> _What you should do_
Copy the volleyball article starting with "Among many new" and going on through "in the nation.", swapping "sweaters" for "coats".

When Dana Knudsen chose to leave her native California to come to Minnesota, she understood the reaction of the many friends who thought she must have lost her mind. A few years earlier, she would have felt the same way.
At age 18, the quintessential California girl could not fathom playing college volleyball outside of her home state. After three years at Santa Clara University, though, Knudsen had changed her outlook. "I needed to get out in the world and see things, be around different kinds of people,'' she said. "And Minnesota was a perfect fit.''
Knudsen committed last January to play her senior season with the Gophers. A few months later, she learned she wasn't alone; Santa Clara teammate Alexandra Palmer, also seeking a change of scenery, decided to join the Gophers as well. The two West Coast expatriates adapted without a hitch, becoming integral members of a Gophers team that will play Purdue on Friday in the NCAA tournament's round of 16.
The 6-3 Knudsen, a middle blocker, is among an array of powerful hitters who give the Gophers plenty of options on offense. Palmer, a 5-7 junior setter, is a gym rat whose skills and savvy have strengthened the Gophers' attack.
Among many new experiences this season -- including buying heavy sweaters -- none has been as gratifying as advancing to the NCAA regional semifinal in West Lafayette, Ind., where the winner of the Gophers-Purdue match will play Penn State or Kentucky on Saturday for a berth in the Final Four.
"Palmer and I both wanted to be great players, and we wanted to win a national championship,'' said Knudsen, from Sacramento, Calif. "In the last year of my college career, I wanted to go out with everything I had. This has been a great experience.''
Palmer hasn't even had time to miss the beach, where she went every day. A native of Laguna Beach, Calif., she averages 10.01 assists per set, ranking eighth in the Big Ten. Her setting has propelled the Gophers to a .301 hitting percentage, fifth-best mark in the nation.

> _Records_

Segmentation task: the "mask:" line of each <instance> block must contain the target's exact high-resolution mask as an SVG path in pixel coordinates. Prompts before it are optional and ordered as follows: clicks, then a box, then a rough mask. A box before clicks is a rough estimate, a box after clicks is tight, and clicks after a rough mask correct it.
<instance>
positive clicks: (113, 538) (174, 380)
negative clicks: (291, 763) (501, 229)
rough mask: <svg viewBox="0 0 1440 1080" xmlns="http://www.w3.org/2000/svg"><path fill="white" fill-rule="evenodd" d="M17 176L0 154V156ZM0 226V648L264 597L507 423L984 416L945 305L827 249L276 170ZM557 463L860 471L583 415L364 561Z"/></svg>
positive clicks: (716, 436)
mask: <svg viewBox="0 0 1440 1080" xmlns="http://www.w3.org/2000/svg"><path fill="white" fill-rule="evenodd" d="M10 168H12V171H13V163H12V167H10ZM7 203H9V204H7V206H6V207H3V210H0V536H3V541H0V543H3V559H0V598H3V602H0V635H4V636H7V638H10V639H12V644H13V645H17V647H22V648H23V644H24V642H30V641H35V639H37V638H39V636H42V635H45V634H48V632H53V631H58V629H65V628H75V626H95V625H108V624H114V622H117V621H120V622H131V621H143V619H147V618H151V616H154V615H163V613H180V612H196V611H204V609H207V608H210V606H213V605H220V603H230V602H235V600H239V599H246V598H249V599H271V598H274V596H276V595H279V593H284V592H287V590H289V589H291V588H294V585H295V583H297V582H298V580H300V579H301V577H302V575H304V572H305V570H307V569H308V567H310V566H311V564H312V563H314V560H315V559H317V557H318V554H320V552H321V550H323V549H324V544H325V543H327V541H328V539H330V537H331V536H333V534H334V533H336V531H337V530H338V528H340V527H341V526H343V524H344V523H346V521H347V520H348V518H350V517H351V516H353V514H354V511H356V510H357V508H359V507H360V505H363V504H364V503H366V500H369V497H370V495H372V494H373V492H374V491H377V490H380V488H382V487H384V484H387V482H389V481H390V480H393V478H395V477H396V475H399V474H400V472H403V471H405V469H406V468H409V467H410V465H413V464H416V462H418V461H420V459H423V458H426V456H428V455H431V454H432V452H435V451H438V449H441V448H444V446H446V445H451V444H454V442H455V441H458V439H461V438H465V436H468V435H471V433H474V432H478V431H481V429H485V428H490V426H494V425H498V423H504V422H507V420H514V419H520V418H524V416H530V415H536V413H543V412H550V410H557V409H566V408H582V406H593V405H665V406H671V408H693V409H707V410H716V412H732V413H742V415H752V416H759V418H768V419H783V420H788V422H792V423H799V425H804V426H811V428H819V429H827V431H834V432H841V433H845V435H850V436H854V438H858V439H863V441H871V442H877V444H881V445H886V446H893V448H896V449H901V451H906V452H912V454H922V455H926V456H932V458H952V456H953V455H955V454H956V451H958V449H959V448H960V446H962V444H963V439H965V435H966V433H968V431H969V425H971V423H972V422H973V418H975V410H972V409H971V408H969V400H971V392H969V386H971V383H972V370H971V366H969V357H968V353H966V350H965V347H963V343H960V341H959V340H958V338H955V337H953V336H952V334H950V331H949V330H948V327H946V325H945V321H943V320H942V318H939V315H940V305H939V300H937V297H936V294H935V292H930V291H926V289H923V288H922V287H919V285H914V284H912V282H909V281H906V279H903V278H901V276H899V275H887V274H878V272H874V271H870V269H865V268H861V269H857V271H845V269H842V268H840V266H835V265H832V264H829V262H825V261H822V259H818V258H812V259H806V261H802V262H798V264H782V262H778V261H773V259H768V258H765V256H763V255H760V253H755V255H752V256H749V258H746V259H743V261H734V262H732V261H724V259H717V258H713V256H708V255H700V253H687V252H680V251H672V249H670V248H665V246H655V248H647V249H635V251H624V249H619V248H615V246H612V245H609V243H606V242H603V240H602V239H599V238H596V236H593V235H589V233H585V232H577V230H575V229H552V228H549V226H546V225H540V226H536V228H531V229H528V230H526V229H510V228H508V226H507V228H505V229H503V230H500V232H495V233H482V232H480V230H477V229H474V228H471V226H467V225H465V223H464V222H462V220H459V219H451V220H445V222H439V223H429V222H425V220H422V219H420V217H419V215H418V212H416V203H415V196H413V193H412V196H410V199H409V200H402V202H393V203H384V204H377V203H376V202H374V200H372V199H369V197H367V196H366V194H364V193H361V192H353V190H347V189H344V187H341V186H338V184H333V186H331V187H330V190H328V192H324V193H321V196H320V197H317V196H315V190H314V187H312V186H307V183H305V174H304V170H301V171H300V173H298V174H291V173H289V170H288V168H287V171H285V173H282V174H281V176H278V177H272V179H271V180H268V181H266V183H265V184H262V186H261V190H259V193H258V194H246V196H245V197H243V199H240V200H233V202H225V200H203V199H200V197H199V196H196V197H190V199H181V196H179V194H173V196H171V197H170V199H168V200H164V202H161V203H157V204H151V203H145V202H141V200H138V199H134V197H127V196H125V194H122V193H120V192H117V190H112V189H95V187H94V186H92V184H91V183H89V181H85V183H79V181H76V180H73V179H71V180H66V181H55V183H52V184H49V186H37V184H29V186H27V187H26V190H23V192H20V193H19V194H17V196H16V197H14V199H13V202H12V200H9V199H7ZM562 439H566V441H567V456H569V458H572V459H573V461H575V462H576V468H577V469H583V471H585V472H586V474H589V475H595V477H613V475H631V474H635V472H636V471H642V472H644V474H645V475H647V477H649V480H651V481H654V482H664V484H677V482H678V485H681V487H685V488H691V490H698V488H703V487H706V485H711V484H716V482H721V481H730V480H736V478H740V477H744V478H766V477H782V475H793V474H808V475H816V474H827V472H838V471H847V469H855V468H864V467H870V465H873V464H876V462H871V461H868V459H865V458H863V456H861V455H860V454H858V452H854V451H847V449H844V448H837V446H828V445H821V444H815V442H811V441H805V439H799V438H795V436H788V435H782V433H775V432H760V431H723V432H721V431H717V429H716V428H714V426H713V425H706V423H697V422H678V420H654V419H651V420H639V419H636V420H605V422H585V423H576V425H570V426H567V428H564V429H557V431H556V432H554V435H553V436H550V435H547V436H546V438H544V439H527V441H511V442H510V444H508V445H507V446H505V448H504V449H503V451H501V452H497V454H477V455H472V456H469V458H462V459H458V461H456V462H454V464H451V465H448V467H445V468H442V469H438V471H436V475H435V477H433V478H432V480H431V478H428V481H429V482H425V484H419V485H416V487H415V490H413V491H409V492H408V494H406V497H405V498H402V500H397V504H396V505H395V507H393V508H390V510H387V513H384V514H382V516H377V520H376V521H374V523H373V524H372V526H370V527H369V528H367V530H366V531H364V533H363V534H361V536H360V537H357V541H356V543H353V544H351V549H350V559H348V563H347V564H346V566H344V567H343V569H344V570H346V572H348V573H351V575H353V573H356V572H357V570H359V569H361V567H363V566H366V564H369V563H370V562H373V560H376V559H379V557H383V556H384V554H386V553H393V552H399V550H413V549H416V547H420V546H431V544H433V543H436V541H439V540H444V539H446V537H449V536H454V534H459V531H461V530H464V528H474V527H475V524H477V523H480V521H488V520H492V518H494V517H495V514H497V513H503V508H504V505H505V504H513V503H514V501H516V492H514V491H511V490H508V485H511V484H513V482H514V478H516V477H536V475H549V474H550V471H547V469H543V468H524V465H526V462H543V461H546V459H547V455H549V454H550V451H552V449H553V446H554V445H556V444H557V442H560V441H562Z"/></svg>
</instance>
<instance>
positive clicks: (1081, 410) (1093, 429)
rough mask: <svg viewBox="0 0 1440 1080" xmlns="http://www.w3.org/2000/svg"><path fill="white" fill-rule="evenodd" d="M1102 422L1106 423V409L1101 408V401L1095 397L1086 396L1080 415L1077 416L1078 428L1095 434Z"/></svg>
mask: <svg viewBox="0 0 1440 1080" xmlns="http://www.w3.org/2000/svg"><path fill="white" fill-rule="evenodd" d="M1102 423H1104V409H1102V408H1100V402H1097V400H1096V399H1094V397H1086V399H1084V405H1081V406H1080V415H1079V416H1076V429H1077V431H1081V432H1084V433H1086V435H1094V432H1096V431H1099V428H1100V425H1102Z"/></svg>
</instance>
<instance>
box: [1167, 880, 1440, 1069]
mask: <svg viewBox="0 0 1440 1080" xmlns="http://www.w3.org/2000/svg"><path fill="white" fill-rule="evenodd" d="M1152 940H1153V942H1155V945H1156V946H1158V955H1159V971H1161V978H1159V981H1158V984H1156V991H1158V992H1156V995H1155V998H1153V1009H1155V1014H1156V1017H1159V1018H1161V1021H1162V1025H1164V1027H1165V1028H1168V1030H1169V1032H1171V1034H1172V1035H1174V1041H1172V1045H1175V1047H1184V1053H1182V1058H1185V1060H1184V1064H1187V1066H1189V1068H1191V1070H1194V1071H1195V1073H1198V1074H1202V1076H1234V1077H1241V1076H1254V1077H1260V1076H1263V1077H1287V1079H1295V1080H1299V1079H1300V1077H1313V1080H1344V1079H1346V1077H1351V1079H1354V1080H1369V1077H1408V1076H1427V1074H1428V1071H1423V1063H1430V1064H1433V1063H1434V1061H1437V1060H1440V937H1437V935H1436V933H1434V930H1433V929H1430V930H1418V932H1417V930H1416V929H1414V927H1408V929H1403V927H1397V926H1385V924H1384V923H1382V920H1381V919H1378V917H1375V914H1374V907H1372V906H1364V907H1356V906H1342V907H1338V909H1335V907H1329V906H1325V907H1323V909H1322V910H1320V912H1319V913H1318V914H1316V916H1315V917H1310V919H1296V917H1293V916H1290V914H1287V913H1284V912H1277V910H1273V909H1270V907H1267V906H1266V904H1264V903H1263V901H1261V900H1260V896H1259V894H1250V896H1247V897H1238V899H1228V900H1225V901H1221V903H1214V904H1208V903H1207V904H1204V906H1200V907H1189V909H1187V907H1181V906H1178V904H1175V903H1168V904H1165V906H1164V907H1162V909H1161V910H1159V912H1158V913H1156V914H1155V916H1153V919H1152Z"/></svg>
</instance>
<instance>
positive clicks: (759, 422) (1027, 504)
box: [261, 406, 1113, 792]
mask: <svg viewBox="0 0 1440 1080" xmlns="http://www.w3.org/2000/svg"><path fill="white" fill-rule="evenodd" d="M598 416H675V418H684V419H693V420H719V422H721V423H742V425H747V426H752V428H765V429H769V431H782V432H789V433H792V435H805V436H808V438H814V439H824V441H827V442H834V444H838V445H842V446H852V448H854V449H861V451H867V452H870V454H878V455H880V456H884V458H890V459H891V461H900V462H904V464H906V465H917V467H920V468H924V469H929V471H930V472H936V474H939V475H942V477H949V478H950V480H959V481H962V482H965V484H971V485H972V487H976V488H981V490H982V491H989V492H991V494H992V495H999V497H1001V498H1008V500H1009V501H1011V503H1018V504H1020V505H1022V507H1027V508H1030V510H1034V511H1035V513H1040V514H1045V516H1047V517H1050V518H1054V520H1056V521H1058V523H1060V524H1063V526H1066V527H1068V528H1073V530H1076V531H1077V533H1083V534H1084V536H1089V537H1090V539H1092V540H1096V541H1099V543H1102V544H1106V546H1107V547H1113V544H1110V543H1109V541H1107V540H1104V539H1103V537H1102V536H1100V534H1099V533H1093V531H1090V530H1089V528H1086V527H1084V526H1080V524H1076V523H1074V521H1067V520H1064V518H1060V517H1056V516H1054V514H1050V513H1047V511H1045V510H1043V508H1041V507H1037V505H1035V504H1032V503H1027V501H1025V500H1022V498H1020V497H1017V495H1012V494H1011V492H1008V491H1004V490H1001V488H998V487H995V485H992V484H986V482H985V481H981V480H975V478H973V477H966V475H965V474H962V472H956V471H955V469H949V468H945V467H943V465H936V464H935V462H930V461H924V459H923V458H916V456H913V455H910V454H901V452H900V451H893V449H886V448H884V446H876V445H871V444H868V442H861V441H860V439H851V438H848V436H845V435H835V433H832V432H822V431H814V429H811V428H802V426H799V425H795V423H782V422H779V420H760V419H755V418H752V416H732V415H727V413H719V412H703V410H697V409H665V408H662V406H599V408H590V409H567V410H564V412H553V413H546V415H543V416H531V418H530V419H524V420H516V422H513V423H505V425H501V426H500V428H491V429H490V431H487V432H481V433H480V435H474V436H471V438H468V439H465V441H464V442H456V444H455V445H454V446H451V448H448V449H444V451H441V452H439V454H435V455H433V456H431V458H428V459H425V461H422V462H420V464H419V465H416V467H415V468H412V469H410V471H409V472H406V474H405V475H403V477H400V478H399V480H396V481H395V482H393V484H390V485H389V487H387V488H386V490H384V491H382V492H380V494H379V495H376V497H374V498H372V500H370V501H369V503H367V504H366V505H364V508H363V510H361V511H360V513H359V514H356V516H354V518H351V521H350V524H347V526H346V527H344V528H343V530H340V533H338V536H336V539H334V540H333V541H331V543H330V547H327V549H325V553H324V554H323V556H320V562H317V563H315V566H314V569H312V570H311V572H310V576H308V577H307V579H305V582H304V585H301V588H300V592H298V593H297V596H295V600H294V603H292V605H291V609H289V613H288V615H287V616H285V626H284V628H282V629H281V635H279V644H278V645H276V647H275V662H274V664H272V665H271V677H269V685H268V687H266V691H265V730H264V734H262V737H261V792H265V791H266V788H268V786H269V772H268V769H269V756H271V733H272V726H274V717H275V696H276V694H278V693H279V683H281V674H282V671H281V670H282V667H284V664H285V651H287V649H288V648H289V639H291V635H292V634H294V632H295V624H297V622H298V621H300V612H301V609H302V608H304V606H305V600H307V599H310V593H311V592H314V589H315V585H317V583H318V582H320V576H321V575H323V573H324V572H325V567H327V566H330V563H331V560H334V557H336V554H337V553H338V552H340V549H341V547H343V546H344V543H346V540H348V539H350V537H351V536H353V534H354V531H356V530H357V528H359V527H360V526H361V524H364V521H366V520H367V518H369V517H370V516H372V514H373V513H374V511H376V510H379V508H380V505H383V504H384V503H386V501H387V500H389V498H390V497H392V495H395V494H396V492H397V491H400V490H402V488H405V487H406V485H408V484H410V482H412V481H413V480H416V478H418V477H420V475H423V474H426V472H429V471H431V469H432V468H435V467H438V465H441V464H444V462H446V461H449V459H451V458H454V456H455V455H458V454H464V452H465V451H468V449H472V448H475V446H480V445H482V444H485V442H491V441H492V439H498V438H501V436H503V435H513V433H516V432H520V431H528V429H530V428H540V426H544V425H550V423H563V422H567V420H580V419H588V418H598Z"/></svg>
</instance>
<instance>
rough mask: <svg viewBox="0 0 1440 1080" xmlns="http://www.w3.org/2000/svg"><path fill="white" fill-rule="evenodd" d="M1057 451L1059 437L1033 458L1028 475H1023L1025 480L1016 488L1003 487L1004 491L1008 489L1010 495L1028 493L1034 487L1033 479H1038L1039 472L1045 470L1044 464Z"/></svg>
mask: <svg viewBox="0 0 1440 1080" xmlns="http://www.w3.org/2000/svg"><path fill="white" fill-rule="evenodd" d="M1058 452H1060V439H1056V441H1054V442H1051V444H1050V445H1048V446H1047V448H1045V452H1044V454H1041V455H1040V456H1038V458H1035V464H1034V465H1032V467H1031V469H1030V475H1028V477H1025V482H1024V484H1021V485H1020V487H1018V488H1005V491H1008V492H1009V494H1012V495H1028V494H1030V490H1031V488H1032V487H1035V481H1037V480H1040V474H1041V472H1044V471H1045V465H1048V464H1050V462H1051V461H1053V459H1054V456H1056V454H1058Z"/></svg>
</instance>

> _Answer space_
Among many new experiences this season -- including buying heavy coats -- none has been as gratifying as advancing to the NCAA regional semifinal in West Lafayette, Ind., where the winner of the Gophers-Purdue match will play Penn State or Kentucky on Saturday for a berth in the Final Four.
"Palmer and I both wanted to be great players, and we wanted to win a national championship,'' said Knudsen, from Sacramento, Calif. "In the last year of my college career, I wanted to go out with everything I had. This has been a great experience.''
Palmer hasn't even had time to miss the beach, where she went every day. A native of Laguna Beach, Calif., she averages 10.01 assists per set, ranking eighth in the Big Ten. Her setting has propelled the Gophers to a .301 hitting percentage, fifth-best mark in the nation.